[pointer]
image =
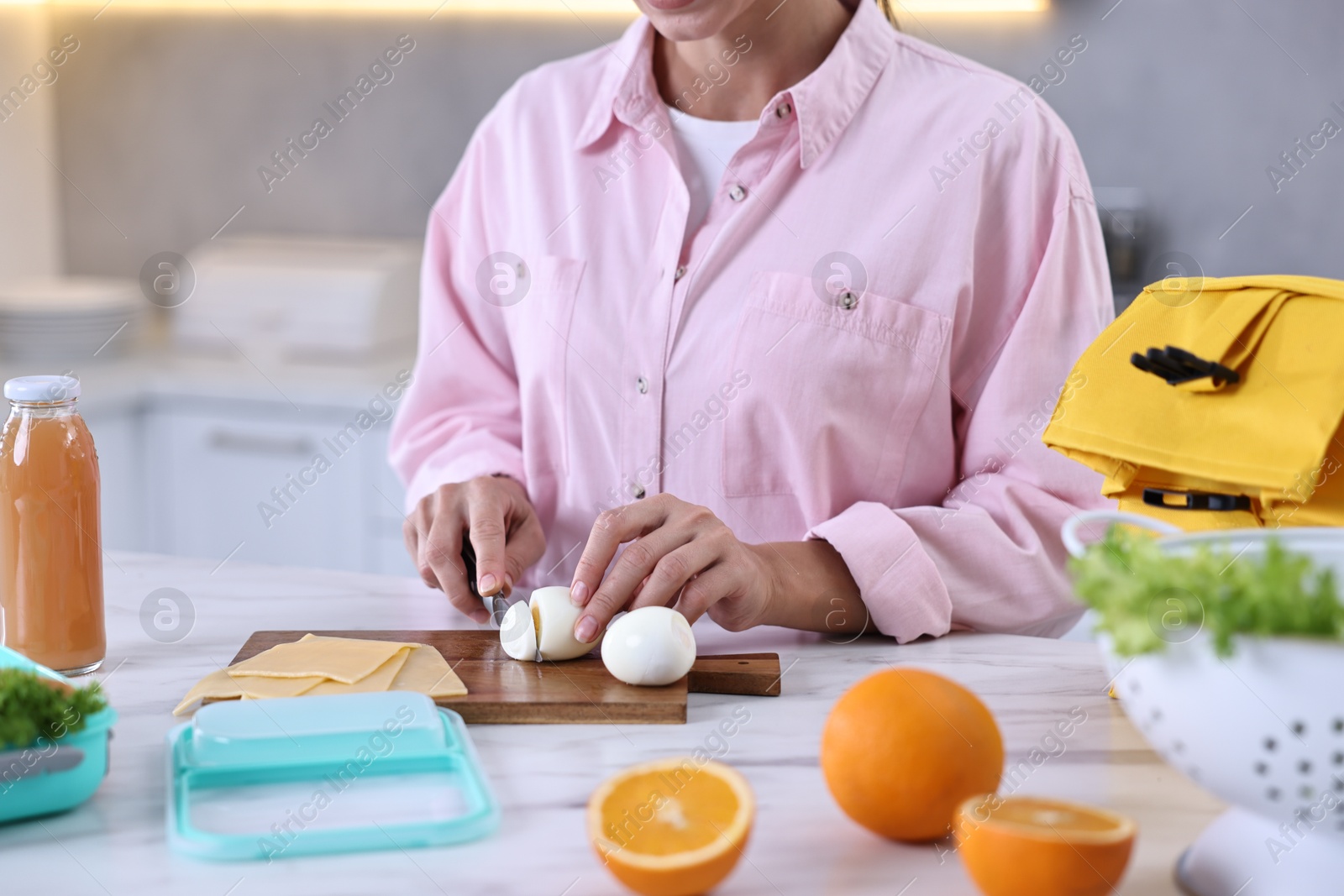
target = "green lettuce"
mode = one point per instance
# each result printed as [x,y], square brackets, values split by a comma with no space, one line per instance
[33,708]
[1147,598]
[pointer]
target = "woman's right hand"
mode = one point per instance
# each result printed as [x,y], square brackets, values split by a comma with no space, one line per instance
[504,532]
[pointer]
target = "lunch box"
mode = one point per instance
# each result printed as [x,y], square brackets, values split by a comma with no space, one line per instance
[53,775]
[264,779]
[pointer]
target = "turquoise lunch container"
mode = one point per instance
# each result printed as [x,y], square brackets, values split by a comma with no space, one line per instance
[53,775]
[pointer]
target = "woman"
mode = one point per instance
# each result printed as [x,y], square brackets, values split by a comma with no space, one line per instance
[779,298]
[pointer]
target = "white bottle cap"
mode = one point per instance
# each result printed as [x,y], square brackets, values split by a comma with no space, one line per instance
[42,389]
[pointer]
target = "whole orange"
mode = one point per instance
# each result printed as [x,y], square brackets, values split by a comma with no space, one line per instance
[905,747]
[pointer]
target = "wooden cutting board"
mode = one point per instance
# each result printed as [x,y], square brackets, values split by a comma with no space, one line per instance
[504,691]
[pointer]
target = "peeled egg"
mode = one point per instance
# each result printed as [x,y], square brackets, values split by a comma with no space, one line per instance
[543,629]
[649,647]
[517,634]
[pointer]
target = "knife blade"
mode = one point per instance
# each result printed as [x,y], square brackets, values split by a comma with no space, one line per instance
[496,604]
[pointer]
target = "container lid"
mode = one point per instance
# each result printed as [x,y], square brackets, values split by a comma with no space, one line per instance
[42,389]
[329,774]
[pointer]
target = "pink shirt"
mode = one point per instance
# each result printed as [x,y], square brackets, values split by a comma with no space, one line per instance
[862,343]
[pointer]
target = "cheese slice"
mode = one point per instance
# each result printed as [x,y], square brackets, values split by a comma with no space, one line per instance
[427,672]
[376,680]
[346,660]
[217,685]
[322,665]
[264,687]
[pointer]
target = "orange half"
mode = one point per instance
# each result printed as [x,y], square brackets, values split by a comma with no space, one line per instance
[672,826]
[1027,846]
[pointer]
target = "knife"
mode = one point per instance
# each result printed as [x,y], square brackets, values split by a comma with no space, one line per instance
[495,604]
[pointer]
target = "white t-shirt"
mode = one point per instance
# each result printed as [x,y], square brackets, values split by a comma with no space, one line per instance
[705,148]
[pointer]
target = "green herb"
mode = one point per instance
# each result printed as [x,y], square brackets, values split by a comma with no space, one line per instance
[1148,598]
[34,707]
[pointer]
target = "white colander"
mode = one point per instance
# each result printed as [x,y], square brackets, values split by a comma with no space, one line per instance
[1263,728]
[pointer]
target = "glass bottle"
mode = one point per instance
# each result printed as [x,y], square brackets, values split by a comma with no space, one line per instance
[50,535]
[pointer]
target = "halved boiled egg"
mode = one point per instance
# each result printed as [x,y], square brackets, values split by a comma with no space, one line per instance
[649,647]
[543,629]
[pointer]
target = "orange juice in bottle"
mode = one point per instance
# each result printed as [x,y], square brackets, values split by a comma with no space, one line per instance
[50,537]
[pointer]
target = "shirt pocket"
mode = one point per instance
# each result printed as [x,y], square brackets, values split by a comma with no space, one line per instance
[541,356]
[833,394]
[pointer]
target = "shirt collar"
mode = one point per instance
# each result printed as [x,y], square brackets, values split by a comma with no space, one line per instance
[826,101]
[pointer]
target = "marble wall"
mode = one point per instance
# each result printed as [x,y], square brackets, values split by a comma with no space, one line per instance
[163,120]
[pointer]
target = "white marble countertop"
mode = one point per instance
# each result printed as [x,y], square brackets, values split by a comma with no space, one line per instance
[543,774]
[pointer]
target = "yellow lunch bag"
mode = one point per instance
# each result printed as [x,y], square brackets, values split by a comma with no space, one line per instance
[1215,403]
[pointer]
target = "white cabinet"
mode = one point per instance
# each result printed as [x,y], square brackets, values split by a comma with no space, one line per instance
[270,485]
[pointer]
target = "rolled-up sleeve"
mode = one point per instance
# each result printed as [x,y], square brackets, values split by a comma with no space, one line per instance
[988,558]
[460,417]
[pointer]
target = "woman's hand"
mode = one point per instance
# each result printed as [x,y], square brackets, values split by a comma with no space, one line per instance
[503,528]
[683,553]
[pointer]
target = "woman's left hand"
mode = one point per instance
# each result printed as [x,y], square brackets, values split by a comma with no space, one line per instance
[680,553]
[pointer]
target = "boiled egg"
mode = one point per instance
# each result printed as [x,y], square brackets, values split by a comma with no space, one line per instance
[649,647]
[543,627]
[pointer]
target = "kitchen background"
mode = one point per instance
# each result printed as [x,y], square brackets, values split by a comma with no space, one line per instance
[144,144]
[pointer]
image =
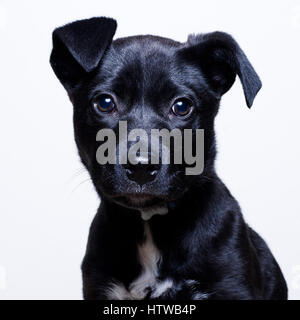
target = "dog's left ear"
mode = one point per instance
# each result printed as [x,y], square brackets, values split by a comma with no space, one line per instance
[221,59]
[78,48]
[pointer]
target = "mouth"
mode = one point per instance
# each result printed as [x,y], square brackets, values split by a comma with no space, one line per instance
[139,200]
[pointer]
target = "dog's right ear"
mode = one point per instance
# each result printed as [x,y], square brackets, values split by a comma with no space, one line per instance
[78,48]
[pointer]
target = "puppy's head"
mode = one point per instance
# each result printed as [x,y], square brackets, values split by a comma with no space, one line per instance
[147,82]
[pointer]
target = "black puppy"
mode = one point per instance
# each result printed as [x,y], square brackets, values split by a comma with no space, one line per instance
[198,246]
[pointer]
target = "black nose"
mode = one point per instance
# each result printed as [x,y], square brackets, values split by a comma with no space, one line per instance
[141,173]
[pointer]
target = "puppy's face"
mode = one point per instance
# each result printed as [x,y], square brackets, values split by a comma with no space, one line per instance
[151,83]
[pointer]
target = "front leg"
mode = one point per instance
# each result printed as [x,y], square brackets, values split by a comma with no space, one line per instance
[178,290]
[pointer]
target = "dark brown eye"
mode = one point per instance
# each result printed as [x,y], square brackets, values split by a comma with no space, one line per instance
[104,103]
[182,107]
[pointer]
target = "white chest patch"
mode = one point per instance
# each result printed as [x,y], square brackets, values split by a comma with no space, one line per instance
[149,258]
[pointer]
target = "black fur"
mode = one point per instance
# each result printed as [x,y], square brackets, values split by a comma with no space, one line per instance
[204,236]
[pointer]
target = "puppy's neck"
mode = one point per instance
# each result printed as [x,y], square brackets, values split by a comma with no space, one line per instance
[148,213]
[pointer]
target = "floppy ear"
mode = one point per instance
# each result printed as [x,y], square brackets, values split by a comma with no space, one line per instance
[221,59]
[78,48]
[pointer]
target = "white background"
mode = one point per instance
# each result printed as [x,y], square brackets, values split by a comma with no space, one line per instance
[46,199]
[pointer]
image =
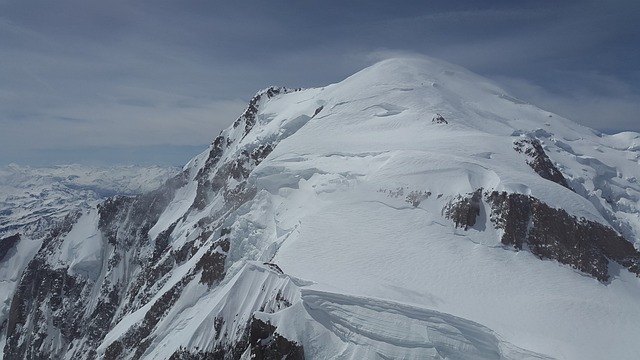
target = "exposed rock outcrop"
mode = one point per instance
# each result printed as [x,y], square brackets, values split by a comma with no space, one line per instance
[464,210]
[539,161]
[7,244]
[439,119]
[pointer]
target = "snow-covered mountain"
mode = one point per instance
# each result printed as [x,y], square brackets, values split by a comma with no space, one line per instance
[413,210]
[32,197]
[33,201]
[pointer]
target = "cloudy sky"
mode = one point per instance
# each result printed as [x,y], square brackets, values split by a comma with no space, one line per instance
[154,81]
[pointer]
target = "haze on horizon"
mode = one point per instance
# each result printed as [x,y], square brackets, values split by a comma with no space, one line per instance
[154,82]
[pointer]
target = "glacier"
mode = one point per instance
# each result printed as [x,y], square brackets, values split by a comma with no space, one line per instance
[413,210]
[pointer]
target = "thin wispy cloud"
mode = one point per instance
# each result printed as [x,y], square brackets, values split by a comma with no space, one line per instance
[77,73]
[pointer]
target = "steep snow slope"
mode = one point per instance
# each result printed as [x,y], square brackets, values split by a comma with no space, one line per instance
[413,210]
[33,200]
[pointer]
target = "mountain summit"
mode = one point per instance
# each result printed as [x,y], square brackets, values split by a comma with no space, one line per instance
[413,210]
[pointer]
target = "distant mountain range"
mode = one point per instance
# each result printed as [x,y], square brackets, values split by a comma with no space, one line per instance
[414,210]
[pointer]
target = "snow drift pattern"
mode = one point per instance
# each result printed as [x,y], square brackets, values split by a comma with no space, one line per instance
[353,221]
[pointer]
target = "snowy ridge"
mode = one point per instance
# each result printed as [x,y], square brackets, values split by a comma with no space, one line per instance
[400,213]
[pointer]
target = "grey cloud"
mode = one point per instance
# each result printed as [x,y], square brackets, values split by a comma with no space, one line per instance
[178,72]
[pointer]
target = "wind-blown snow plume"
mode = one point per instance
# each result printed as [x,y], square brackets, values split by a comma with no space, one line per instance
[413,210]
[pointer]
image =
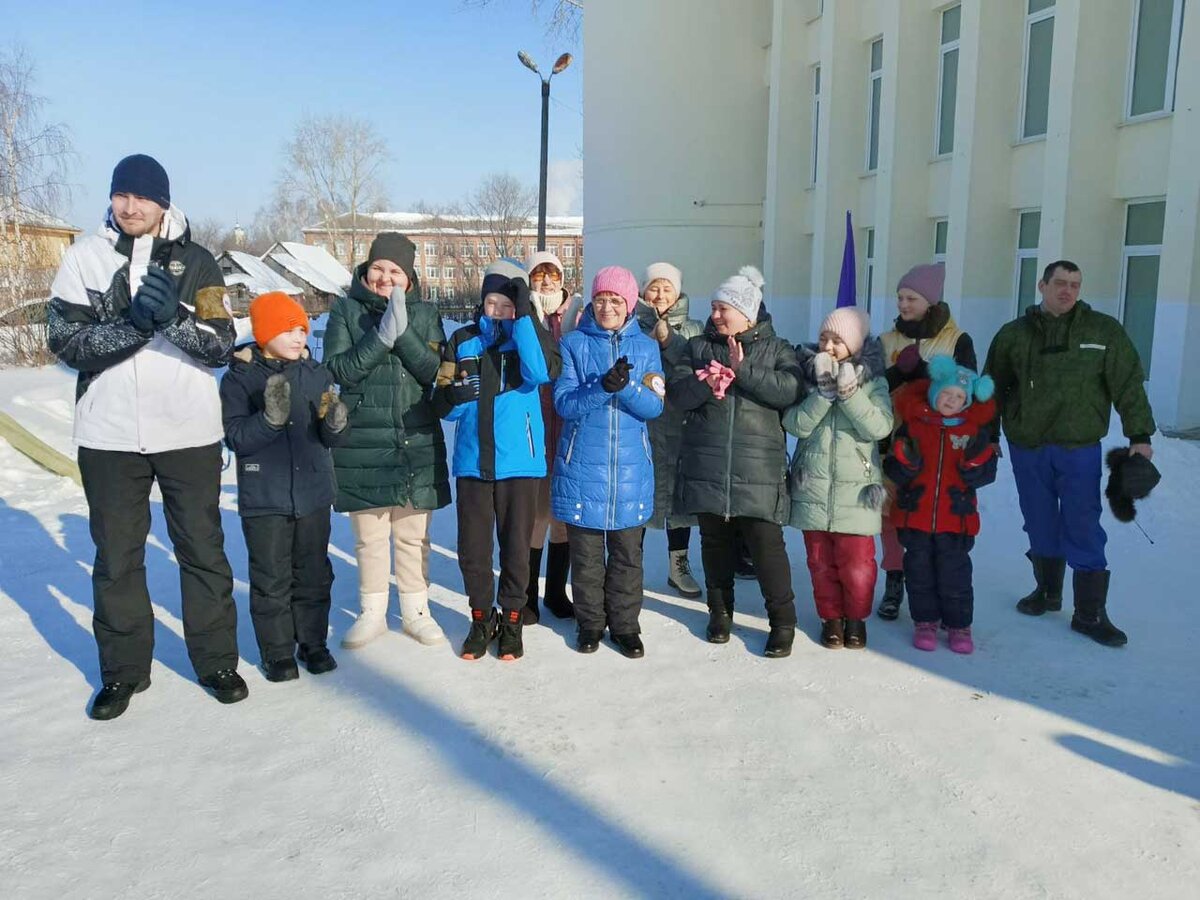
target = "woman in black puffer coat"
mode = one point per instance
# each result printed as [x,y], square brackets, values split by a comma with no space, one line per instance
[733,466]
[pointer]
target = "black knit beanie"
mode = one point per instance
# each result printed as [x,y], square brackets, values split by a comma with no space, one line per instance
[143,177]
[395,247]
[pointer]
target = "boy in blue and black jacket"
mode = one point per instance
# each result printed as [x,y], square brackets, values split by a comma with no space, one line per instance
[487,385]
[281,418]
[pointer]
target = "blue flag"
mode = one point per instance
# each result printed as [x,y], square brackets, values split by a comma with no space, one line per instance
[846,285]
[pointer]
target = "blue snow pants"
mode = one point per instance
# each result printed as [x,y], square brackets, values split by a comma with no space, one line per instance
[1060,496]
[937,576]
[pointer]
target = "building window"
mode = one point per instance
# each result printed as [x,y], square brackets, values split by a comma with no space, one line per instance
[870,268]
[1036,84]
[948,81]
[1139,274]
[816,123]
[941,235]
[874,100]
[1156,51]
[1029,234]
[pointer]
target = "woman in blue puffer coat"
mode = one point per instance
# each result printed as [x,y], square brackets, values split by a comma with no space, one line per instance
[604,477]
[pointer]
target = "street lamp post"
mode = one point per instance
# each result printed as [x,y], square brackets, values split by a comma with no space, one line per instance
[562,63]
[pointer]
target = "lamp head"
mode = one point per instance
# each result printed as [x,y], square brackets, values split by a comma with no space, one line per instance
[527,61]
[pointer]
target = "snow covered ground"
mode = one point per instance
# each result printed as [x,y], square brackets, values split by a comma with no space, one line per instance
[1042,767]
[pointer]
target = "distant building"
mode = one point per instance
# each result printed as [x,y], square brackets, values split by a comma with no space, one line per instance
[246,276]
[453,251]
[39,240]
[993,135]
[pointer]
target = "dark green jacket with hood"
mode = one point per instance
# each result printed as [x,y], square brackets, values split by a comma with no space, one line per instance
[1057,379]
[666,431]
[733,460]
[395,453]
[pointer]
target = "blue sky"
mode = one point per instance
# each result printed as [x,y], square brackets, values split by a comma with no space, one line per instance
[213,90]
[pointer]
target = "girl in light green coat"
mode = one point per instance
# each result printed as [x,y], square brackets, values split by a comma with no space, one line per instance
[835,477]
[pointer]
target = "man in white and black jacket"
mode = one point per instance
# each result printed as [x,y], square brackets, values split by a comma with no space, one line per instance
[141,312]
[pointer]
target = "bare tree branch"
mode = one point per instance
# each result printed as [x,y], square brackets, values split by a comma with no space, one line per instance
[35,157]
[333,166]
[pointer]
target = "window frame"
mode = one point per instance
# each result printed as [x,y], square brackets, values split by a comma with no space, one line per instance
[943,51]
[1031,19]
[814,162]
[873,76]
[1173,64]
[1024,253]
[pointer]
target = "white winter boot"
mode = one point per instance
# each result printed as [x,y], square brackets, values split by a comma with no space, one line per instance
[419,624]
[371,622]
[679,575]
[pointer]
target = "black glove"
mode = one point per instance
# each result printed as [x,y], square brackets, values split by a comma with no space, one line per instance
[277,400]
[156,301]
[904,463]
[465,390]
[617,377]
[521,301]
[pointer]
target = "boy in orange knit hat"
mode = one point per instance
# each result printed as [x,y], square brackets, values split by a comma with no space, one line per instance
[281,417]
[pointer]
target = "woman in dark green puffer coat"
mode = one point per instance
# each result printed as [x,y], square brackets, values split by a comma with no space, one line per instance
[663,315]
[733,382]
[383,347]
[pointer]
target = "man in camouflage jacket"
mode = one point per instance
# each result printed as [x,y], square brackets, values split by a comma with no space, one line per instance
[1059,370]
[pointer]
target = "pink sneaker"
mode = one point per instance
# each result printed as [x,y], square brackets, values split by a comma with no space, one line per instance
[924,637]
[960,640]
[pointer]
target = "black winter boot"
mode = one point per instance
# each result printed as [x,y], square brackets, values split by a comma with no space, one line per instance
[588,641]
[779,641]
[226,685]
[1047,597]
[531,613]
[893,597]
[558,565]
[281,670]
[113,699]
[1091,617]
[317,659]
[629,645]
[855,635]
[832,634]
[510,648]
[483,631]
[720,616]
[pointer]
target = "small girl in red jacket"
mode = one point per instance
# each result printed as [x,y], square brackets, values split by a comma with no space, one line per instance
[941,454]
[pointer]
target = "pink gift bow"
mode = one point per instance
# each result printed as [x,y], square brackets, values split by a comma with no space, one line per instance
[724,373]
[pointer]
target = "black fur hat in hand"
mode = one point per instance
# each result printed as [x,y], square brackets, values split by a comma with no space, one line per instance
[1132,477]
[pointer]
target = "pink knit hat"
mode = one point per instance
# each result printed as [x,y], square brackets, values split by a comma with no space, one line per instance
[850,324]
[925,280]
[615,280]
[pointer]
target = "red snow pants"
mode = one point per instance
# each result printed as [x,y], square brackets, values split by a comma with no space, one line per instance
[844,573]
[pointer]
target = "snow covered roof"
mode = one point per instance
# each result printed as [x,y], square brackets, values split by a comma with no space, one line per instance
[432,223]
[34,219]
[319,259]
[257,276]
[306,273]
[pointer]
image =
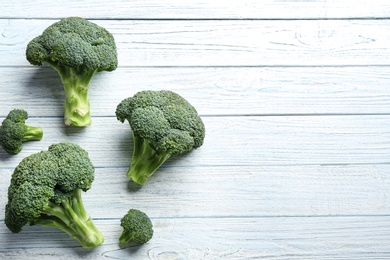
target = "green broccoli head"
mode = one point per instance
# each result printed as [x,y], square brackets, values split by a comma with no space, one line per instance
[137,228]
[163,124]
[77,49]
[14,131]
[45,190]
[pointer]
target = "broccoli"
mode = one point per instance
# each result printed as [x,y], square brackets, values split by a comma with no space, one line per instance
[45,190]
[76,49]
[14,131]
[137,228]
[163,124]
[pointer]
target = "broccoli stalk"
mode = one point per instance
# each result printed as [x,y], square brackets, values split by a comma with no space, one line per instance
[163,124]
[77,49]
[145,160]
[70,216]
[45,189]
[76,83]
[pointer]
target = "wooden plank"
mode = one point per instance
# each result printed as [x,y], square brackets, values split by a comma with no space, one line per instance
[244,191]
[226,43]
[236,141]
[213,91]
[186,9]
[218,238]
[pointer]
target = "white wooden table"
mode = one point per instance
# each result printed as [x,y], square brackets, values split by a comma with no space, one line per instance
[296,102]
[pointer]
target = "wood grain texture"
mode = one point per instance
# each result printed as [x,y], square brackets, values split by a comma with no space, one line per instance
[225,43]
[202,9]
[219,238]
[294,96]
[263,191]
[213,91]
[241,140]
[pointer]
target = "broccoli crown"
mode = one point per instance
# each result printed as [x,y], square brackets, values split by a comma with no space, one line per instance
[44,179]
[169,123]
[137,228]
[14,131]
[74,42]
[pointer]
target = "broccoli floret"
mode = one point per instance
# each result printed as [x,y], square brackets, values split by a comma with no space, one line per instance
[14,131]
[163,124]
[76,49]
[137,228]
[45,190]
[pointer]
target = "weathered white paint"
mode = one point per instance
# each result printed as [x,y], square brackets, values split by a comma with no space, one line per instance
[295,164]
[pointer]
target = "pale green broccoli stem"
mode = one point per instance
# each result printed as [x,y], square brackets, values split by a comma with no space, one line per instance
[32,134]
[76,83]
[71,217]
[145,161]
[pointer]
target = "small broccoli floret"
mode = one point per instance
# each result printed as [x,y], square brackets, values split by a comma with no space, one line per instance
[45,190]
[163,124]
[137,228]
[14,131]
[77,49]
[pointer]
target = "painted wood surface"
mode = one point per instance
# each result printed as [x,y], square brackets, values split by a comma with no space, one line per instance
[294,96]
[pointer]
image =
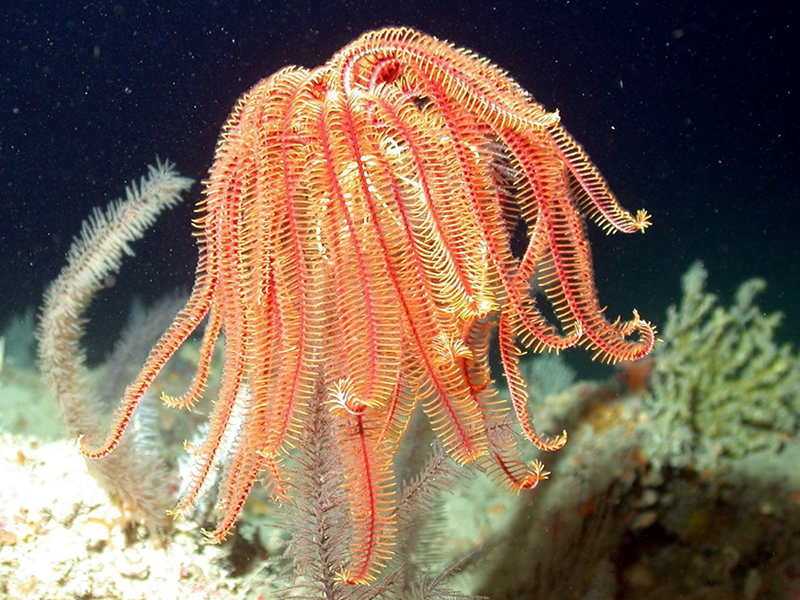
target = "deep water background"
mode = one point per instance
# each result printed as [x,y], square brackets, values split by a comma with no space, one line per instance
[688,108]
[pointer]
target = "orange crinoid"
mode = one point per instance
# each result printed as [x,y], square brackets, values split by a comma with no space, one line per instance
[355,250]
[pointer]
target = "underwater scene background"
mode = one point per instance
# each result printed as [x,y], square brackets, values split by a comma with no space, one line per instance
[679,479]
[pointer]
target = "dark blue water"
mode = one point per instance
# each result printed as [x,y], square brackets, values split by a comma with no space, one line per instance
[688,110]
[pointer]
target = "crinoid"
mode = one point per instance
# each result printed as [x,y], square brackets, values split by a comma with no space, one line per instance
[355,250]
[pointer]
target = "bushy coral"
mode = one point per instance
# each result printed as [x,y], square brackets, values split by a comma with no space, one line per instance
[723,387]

========

What to produce:
Count the lines in the records above that contain the string "crinoid", treating uppercase and lowercase letters as different. Reply with the number alone.

Solution for this problem:
2